* Problem details *
Each line of the material must be returned exactly.

** BEGIN Data excerpts **

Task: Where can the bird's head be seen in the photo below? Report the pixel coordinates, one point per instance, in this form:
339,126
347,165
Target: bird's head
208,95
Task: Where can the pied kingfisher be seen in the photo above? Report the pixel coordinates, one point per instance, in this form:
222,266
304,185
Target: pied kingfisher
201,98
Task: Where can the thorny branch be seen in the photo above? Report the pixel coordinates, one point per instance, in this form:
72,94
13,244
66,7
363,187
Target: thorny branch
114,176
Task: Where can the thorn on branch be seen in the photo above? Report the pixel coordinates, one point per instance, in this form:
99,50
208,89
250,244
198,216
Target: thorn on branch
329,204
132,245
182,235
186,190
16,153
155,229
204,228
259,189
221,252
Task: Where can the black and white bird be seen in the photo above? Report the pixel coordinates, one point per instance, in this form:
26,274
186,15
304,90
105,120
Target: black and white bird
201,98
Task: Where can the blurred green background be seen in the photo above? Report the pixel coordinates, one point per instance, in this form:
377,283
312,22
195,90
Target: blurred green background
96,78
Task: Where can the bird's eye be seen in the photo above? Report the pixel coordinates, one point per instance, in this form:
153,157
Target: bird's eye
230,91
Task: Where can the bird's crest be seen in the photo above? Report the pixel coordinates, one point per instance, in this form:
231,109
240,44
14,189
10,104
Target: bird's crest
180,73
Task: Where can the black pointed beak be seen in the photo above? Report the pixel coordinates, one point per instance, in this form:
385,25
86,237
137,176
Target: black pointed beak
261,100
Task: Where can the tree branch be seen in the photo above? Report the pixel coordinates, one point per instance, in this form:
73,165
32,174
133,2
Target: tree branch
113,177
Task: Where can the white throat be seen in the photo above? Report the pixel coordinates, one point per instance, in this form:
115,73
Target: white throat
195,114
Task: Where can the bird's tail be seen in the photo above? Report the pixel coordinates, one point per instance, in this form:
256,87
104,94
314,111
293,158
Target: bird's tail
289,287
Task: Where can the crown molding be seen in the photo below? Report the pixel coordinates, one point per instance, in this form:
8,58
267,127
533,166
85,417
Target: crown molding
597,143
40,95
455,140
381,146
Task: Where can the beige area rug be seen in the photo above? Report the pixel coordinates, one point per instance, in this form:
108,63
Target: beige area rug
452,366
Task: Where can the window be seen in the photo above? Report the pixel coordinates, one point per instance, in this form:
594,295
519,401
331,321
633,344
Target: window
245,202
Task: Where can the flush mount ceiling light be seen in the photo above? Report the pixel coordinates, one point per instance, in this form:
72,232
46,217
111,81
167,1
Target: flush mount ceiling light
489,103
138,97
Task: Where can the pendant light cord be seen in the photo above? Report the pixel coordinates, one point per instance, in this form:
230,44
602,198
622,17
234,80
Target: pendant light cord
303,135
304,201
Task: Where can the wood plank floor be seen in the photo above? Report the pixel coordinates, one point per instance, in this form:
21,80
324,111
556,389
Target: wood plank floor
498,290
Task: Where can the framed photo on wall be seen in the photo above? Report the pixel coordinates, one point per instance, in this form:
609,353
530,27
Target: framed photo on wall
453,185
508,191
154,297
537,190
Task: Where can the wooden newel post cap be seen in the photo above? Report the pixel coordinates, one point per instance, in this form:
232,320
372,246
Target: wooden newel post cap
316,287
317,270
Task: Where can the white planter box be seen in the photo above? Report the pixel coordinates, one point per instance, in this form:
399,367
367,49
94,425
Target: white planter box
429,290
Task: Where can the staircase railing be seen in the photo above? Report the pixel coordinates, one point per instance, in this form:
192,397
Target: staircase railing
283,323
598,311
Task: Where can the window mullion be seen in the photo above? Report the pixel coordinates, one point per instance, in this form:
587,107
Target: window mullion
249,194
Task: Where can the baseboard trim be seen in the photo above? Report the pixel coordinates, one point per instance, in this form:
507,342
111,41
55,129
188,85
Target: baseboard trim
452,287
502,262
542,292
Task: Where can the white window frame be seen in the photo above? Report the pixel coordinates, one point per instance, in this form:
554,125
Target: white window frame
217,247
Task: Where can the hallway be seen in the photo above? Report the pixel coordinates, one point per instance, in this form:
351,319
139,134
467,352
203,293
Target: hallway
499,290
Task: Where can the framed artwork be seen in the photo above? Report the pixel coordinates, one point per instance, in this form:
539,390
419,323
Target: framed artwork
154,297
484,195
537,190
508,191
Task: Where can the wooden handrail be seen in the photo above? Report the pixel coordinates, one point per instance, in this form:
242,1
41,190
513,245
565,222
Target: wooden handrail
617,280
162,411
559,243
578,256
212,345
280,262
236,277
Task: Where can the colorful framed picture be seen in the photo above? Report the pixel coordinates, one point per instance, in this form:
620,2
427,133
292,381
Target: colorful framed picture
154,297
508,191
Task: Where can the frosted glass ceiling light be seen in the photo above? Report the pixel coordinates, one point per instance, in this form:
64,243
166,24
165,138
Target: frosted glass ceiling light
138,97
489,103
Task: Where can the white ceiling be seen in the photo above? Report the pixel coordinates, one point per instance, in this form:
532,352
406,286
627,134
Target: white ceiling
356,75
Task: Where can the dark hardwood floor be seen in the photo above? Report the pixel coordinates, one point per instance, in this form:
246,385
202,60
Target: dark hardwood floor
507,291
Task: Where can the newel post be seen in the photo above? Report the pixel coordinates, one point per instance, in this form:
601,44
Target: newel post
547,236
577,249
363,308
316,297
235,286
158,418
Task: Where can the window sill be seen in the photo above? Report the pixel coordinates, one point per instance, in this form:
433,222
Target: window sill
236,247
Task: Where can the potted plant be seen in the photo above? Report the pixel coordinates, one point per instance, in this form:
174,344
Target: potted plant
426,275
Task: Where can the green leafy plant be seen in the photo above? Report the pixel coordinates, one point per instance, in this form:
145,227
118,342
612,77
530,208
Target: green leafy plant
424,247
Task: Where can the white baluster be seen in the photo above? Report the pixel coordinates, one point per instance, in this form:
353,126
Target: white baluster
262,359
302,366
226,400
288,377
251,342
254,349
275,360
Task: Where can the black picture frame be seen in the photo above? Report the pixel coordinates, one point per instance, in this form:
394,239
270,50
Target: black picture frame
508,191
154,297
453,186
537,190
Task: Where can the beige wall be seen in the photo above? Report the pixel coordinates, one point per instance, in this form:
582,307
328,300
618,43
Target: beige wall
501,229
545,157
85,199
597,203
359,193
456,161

** END Data excerpts **

* In response *
Task: Where can the bird's head be seen in the photo below? Report the pixel coordinates, one point per instance, in this form:
339,126
347,165
Target: bird's head
208,95
Task: Where can the pied kingfisher be seen in the photo above? Report the pixel coordinates, one point per instance, in this form:
222,266
304,185
Target: pied kingfisher
201,98
Task: Where can the thorny branch be seen in the photo above? Report the pixel coordinates, one point per instance, in this form:
72,94
13,244
66,7
363,187
Target: thorny branch
114,176
Task: Where can the thorn on branch be seen in the photo above? Report the pixel coordinates, one point per instance, in this form:
99,50
208,89
250,244
198,216
Target: thorn on branch
329,204
132,245
182,235
186,190
16,153
155,229
204,228
259,189
221,252
Task: Where can the black and white bird be seen in the photo above? Report the pixel coordinates, one point per instance, in this form:
26,274
186,15
304,90
105,120
Target: black and white bird
201,98
Task: Where can the blurred green background be seen in the photo above? Report the pixel coordinates, one point per instance, in this form:
377,283
312,22
195,90
Target: blurred green background
96,78
Task: Where can the bird's eye be seen in the photo above? Report the pixel coordinates, one point per instance, in this form:
153,157
Target: bird's eye
230,91
Task: Where can the bird's crest be seen in the photo above? Report the pixel coordinates, one point per instance, in this form:
231,109
240,44
14,189
10,104
Target: bird's crest
180,73
Task: Where can the black pointed beak be seen in the photo above? Report the pixel coordinates, one point per instance, in this form:
385,25
86,237
137,176
Target: black pointed beak
261,100
Task: Where can the tree branch be seen in the photo above? Report the pixel coordinates, one point per instance, in this form:
73,165
32,174
133,2
Target: tree branch
113,177
Task: Where can the white throat be seen in the photo above? Report the pixel coordinates, one point per instance, in this form:
115,73
Target: white throat
195,114
Task: Where can the bird's tail be seen in the photo above? Report the pixel coordinates, one point per instance, in this form:
256,87
104,94
314,111
293,158
Target: bird's tail
289,287
Task: Where can the crown molding be seen in the photo below? Report the pixel coordinates, one point per instance, in this form:
8,58
267,127
533,166
85,417
Target: crown molding
597,143
40,95
455,140
381,146
Task: Where can the beige area rug be seen in the photo above? Report the pixel coordinates, one point per instance, in this form:
108,63
Target: beige area rug
452,366
Task: Where can the window be seen in the photo above? Report the pixel coordinates, one point per instance, in this form:
594,295
519,401
331,321
633,344
Target: window
245,202
Task: Where can the flush mount ceiling light be seen in the photo above? Report the pixel coordinates, one point per instance, in this form:
72,232
46,217
111,81
167,1
Target: flush mount ceiling light
489,103
138,97
Task: Where can the pendant light cord be seen in the photo above? Report the pixel coordinates, one point per instance, in this form:
230,44
602,198
622,17
234,80
Target: pendant light cord
303,135
304,201
Task: Where can the wood plank floor be seen in the photo above? Report the pixel coordinates, one point per instance, in this form:
21,80
324,111
556,389
Target: wood plank floor
498,290
Task: Where can the framed photo on wall be seen in the photo above? Report the pixel coordinates, one point per instance, in this form:
609,353
530,27
Target: framed photo on wall
453,185
508,191
154,297
537,190
Task: Where can the wooden newel post cap be seen in the photo above? Report the pixel coordinates, one point per instance, in this form:
232,320
372,246
Target: wooden newel post cap
316,287
317,270
Task: Where can the white planter box be seen in the photo above? Report the pixel coordinates, one point per instance, in this form:
399,367
367,49
94,425
Target: white planter box
429,290
Task: Where can the staircase railing be seen in the photo above? Report the pixel coordinates, one point per instance, in this form:
192,397
Target: staircase railing
283,323
598,311
Task: Where can the window mullion be seen in the photo above? Report the pixel coordinates, one point per instance, in this form:
587,107
Target: window mullion
249,194
Task: Where can the baseboard trim be seen in the photo above? Report the pixel coordinates, one point per instance, in this form:
507,342
111,41
55,129
188,85
Target: baseboard trim
452,287
502,262
542,292
Task: Where can the white window frame be seen in the photo above? Report the pixel coordinates, one point per instance, in this form:
554,125
Target: white window frame
217,247
Task: Where can the hallway be seen in the photo above? Report the pixel coordinates, one point per instance, in this form:
351,319
139,134
467,352
203,293
Target: hallway
499,290
Task: Where can the framed artwork be seen in the photo above? Report the pixel coordinates, one point per instance, in this form:
539,390
419,323
Target: framed artwork
154,297
484,195
537,190
508,191
Task: Where can the wooden handrail be seen in the photo above? Report the pixel coordinates, one point per instance, in this form:
242,1
41,190
513,245
565,222
Target: wooden handrail
617,280
162,411
559,243
578,256
212,345
280,262
236,277
Task: Where can the colorful framed picture be seen in the photo above? Report the pixel coordinates, one point per instance, in this form:
620,2
427,133
292,381
Target: colorful framed picture
154,297
508,191
Task: Where can the frosted glass ceiling light be seen in the photo above? Report the pixel coordinates, one point per instance, in this form:
64,243
166,24
165,138
Target: frosted glass ceiling light
138,97
489,103
Task: Where can the white ceiling be seen in the photo above? Report the pixel coordinates, one point per instance, in this form:
532,352
406,286
627,134
Target: white ceiling
356,75
Task: Where can the dark hardwood floor be seen in the photo above? Report the pixel coordinates, one point per instance, in this form:
246,385
202,60
Target: dark hardwood floor
507,291
Task: Where can the newel post be seen in the photo above? Report the pixel coordinates, one point per instance, in this form:
601,44
Target: newel post
547,236
577,249
363,308
316,297
235,286
158,418
Task: Where can the window sill be seen in the photo above? Report the pixel coordinates, one point per instance, in this form:
433,222
Target: window sill
236,247
Task: Where can the potted plant be seen in the photo above? Report the pixel coordinates, one point per instance, in this form:
174,344
Target: potted plant
426,275
Task: Where can the green leafy plant be seen in the photo above? Report the pixel coordinates, one point per instance, in this form:
145,227
118,342
612,77
530,208
Target: green leafy plant
424,247
Task: Where can the white baluster be seen in the photo above? Report the pixel coordinates, one point per instance, in this form:
353,126
Target: white baluster
262,359
302,366
226,400
288,377
251,342
254,349
275,360
Task: Where can the black picture frame be seen in the photo above? Report the pixel coordinates, one point per instance, in this form:
394,239
270,50
Target: black picture frame
508,191
154,297
453,186
537,190
Task: Where can the beige wall be seen in the photo above? Report the pixel coordinates, one point per instance, in this form:
582,307
328,300
618,43
Target: beige wall
501,229
545,157
85,199
597,203
359,193
456,161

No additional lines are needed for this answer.